**RECORDS PROVIDED**:
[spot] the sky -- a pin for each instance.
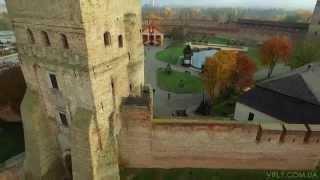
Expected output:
(284, 4)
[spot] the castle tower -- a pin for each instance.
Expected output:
(314, 28)
(79, 59)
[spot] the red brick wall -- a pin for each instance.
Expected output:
(146, 143)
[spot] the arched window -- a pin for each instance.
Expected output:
(45, 38)
(64, 41)
(30, 36)
(107, 39)
(120, 41)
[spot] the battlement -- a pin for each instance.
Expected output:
(208, 143)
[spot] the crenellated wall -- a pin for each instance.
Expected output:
(204, 143)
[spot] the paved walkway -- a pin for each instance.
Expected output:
(162, 106)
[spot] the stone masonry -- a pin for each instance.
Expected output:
(314, 28)
(86, 111)
(79, 59)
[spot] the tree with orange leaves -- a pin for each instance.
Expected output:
(245, 70)
(217, 73)
(275, 50)
(227, 70)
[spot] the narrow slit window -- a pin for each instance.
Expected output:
(107, 39)
(251, 117)
(54, 82)
(63, 119)
(45, 38)
(30, 36)
(120, 39)
(64, 41)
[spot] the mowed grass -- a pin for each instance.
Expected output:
(202, 174)
(178, 82)
(171, 54)
(11, 140)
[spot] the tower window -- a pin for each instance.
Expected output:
(30, 36)
(63, 119)
(45, 38)
(54, 82)
(120, 40)
(64, 41)
(107, 39)
(251, 117)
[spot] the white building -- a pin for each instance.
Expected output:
(292, 98)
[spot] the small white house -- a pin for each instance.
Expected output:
(293, 98)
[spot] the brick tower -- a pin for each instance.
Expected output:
(314, 28)
(79, 59)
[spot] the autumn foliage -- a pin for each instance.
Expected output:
(275, 50)
(245, 71)
(227, 69)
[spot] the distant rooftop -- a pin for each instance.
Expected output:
(280, 24)
(293, 98)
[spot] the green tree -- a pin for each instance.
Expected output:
(305, 52)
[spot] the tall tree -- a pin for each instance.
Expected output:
(227, 70)
(245, 70)
(275, 50)
(218, 72)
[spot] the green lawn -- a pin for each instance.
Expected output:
(178, 82)
(171, 54)
(205, 174)
(11, 140)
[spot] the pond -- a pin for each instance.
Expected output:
(199, 58)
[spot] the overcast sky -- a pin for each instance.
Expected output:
(285, 4)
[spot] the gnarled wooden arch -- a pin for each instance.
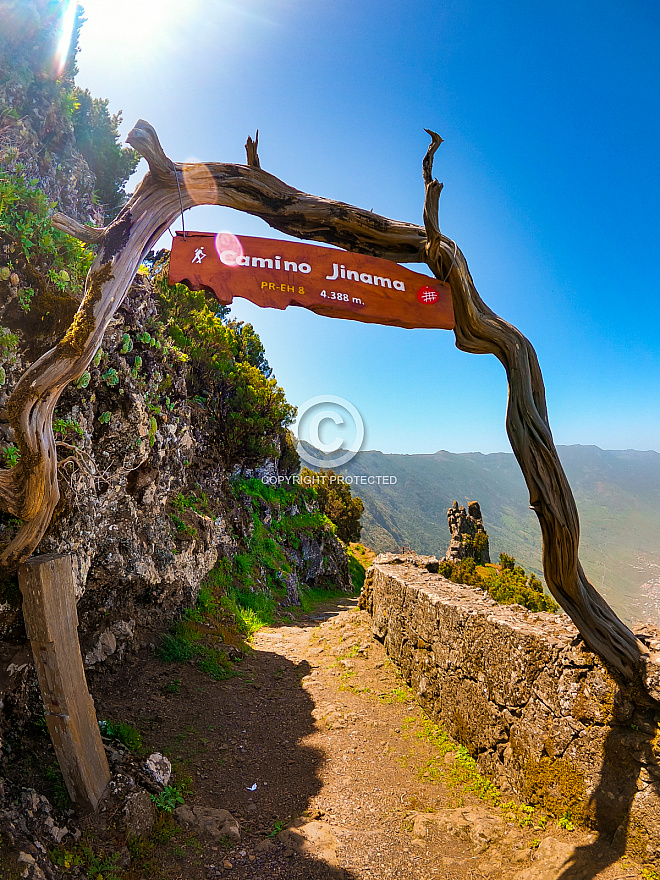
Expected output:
(30, 491)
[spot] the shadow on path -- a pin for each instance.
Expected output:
(242, 742)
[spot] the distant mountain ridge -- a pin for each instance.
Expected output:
(617, 493)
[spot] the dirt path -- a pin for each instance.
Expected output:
(319, 735)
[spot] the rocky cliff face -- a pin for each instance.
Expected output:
(468, 536)
(147, 507)
(540, 713)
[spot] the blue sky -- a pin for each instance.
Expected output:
(549, 113)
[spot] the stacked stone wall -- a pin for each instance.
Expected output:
(540, 713)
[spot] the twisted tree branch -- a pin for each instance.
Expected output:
(29, 490)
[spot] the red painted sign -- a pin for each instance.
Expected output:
(338, 284)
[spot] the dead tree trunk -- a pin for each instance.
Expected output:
(29, 490)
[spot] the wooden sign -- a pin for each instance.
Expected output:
(337, 284)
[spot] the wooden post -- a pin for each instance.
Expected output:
(51, 621)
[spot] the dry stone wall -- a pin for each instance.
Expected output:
(540, 713)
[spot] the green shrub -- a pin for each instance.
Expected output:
(508, 585)
(336, 501)
(123, 733)
(228, 375)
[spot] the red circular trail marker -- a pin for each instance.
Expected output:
(428, 295)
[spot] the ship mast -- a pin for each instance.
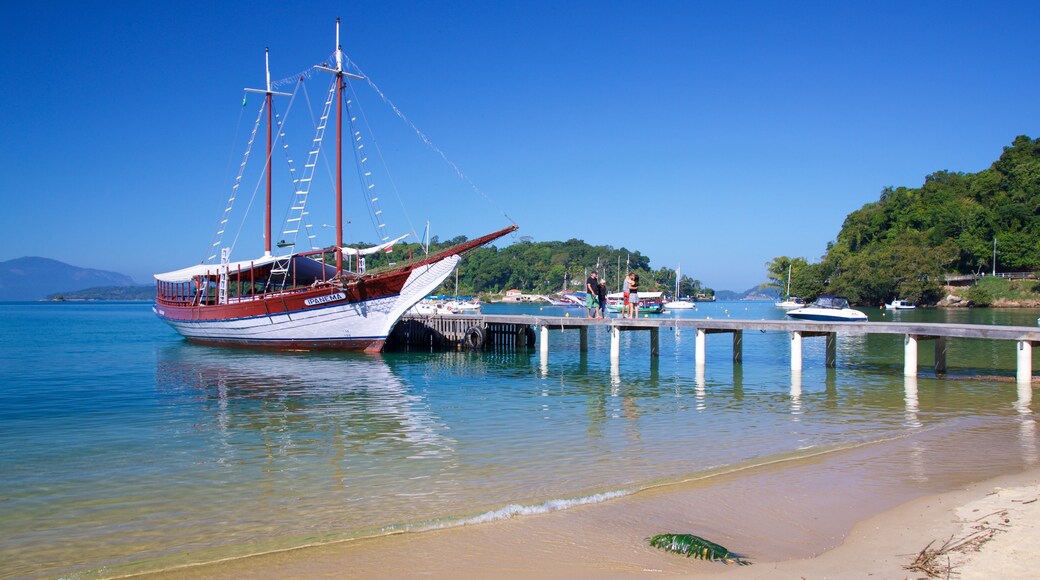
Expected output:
(268, 96)
(340, 86)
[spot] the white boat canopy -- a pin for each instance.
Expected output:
(189, 273)
(372, 249)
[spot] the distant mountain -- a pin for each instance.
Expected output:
(34, 279)
(145, 292)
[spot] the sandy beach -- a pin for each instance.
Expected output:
(834, 516)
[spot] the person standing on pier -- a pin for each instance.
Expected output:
(601, 294)
(592, 294)
(633, 294)
(624, 302)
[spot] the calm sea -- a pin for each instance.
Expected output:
(125, 449)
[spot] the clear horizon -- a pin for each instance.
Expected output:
(711, 136)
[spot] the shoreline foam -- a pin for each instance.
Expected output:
(809, 516)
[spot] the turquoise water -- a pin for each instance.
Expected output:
(123, 448)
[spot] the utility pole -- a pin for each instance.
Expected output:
(994, 256)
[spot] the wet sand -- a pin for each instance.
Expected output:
(860, 512)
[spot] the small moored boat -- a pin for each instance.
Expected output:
(829, 309)
(900, 305)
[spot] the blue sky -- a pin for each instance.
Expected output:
(713, 134)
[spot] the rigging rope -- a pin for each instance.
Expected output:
(379, 151)
(223, 223)
(426, 140)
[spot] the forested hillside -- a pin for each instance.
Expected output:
(902, 244)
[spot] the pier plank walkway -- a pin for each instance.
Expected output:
(519, 330)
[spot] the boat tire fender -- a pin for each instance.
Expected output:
(474, 338)
(525, 336)
(432, 338)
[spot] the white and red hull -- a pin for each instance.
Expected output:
(351, 318)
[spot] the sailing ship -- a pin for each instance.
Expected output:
(306, 299)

**EXERCISE OBJECTIVE**: Lay out the whole listing above as a numbered list, one entry per line, with blank lines dropped and the pictures left out.

**CORRECT RESULT**:
1. [spot] the sky -- a pin for each instance.
2. Expected output:
3. (284, 4)
4. [spot] the castle tower -- a pin for each instance.
5. Expected output:
6. (314, 28)
7. (79, 59)
8. [spot] the red brick wall -- a pin for each instance.
9. Expected output:
10. (146, 143)
11. [spot] the arched window -- a pin for each instance.
12. Expected output:
13. (45, 38)
14. (64, 41)
15. (30, 36)
16. (107, 39)
17. (120, 41)
18. [spot] the battlement -- a pin for each instance.
19. Expected output:
20. (208, 143)
21. [spot] the crenellated wall -- a pin for each instance.
22. Expected output:
23. (204, 143)
24. [spot] the paved walkway -- a pin for each instance.
25. Expected output:
26. (162, 106)
27. [spot] the stone masonry -- a pin for each instance.
28. Expected output:
29. (314, 28)
30. (86, 111)
31. (79, 59)
32. [spot] the tree with orange leaves -- a pin for each instance.
33. Expected output:
34. (245, 70)
35. (217, 73)
36. (275, 50)
37. (227, 70)
38. [spot] the narrow slit window -- a pin for each instance.
39. Expected output:
40. (107, 39)
41. (251, 117)
42. (54, 82)
43. (63, 119)
44. (45, 38)
45. (30, 36)
46. (120, 39)
47. (64, 41)
48. [spot] the mowed grass -- a pin for each instance.
49. Expected output:
50. (202, 174)
51. (178, 82)
52. (171, 54)
53. (11, 140)
54. [spot] the tower window -- a pin for each instance.
55. Expected output:
56. (30, 36)
57. (63, 119)
58. (45, 38)
59. (54, 82)
60. (120, 40)
61. (64, 41)
62. (107, 39)
63. (251, 117)
64. [spot] the white building -- a pin for each instance.
65. Expected output:
66. (292, 98)
67. [spot] the small white house -- a pin for each instance.
68. Expected output:
69. (293, 98)
70. [spot] the brick tower -- a pin for each instance.
71. Expected output:
72. (314, 28)
73. (79, 59)
74. [spot] the autumn foliage -- a pin for each instance.
75. Expected output:
76. (275, 50)
77. (245, 71)
78. (227, 69)
79. [spot] the distant rooftop -- a pin for each instance.
80. Expected output:
81. (280, 24)
82. (293, 98)
83. [spot] the green tree -- a pin for each instance.
84. Expected output:
85. (305, 52)
86. [spot] the tall tree -- a pin for each instance.
87. Expected output:
88. (227, 70)
89. (245, 70)
90. (275, 50)
91. (218, 72)
92. [spot] the green lawn -- a pin for each instance.
93. Expected output:
94. (178, 82)
95. (171, 54)
96. (205, 174)
97. (11, 140)
98. [spot] the pond -- a pin for each instance.
99. Expected output:
100. (199, 58)
101. [spot] the overcast sky -- a pin for each instance.
102. Expected output:
103. (285, 4)
104. [spot] the gnarled wooden arch -- a pin for each instance.
105. Expected output:
106. (30, 491)
107. [spot] the shadow on path -- a pin for each instance.
108. Expected output:
109. (242, 742)
110. [spot] the distant mountain ridge -- a pin for each instance.
111. Expected output:
112. (617, 493)
113. [spot] the dirt path -- a pin for each instance.
114. Expected output:
115. (319, 735)
116. [spot] the rocky cliff face -- a pin for each instance.
117. Expected output:
118. (468, 536)
119. (147, 507)
120. (540, 713)
121. [spot] the blue sky -- a pin for each instance.
122. Expected output:
123. (549, 113)
124. [spot] the stacked stone wall -- a pin for each instance.
125. Expected output:
126. (540, 713)
127. [spot] the twisted tree branch -- a pin for each instance.
128. Expected output:
129. (29, 490)
130. [spot] the red painted sign -- a pin for each instance.
131. Expected output:
132. (338, 284)
133. [spot] the dead tree trunk -- a pin for each instance.
134. Expected output:
135. (29, 490)
136. [spot] the wooden sign -- a pin for each instance.
137. Expected output:
138. (337, 284)
139. [spot] the wooden post -- a pin for each instance.
140. Expected output:
141. (51, 621)
142. [spot] the dry stone wall -- a pin for each instance.
143. Expected output:
144. (540, 713)
145. [spot] the green shrub -- a pin for each instance.
146. Expected output:
147. (508, 585)
148. (336, 501)
149. (123, 733)
150. (228, 375)
151. [spot] the red circular trail marker -- a pin for each instance.
152. Expected output:
153. (428, 295)
154. [spot] the ship mast -- a pin for each instance.
155. Expected output:
156. (268, 96)
157. (340, 86)
158. [spot] the white boat canopy -- a pin for each instance.
159. Expected output:
160. (189, 273)
161. (372, 249)
162. [spot] the distant mountain -- a pin for each instance.
163. Expected output:
164. (34, 279)
165. (145, 292)
166. [spot] the sandy beach -- a pin for each instance.
167. Expected output:
168. (834, 516)
169. [spot] the person standing on pier -- a pin for each instance.
170. Expected output:
171. (601, 294)
172. (592, 294)
173. (633, 294)
174. (624, 302)
175. [spot] the calm sea -- a pin for each instance.
176. Expected output:
177. (125, 449)
178. [spot] the clear horizon -- a pin for each instance.
179. Expected output:
180. (711, 136)
181. [spot] the shoreline foam -- a pin for each instance.
182. Expected output:
183. (809, 516)
184. [spot] the turquoise water -- a pin for each instance.
185. Expected output:
186. (123, 448)
187. [spot] the utility pole -- a pin for each instance.
188. Expected output:
189. (994, 256)
190. [spot] the wet sand -- a pin for each instance.
191. Expected output:
192. (860, 512)
193. [spot] the small moored boat -- a pin for each instance.
194. Expected output:
195. (829, 309)
196. (900, 305)
197. [spot] the blue sky -- a pin for each instance.
198. Expected output:
199. (713, 134)
200. [spot] the rigging rope -- a pin for each instance.
201. Expected output:
202. (379, 151)
203. (223, 223)
204. (426, 140)
205. [spot] the forested hillside -- a pin for each instance.
206. Expected output:
207. (902, 244)
208. [spot] the pier plank walkway -- a pin for each instance.
209. Expected output:
210. (519, 330)
211. [spot] the boat tire fender -- a pin for each instance.
212. Expected output:
213. (474, 338)
214. (525, 336)
215. (432, 338)
216. [spot] the white and red hull -- a pin for each instance.
217. Expected output:
218. (351, 318)
219. [spot] the sailing ship -- a pin for each instance.
220. Expected output:
221. (306, 299)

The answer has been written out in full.